# [What needs to be done]
Please arrange the material below as a JSON list of strings, one string per line, leaving out blank lines and the pictures.

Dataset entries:
########################################

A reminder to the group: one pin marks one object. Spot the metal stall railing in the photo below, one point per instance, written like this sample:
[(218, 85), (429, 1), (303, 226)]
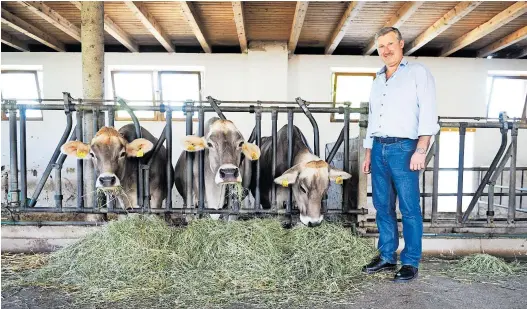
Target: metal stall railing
[(257, 108)]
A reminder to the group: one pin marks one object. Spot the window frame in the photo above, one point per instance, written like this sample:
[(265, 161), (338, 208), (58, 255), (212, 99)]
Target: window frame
[(157, 91), (498, 76), (39, 91), (334, 80)]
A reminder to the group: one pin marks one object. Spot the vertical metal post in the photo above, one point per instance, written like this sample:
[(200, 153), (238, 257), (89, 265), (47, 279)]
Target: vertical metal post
[(274, 119), (168, 139), (258, 116), (201, 132), (435, 184), (345, 195), (290, 118), (23, 157), (13, 179), (512, 174), (190, 165), (460, 171), (80, 165)]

########################################

# [Result of the exercise]
[
  "A reminder to the group: one pin marks one object. Spot the metal stall railing in the photo below, one point per instance, written like this sample:",
  "[(218, 85), (429, 1), (303, 226)]",
  "Target: metal stall railing",
  "[(257, 108)]",
  "A reminder to the group: one pin marks one object. Spot the window frame in the photo above, one point per instance, written like this sample:",
  "[(265, 161), (338, 208), (58, 255), (212, 99)]",
  "Target: window frame",
  "[(157, 91), (498, 76), (39, 91), (334, 80)]",
  "A reminder to the group: one pin marks one object. Spot the vertical metal post in the photo above, one point per instance, written like this sample:",
  "[(200, 153), (238, 257), (89, 265), (47, 279)]",
  "Target: vertical metal post",
  "[(274, 119), (168, 139), (258, 116), (201, 132), (435, 184), (345, 195), (290, 118), (23, 157), (13, 179), (512, 174), (190, 165), (460, 171), (80, 165)]"
]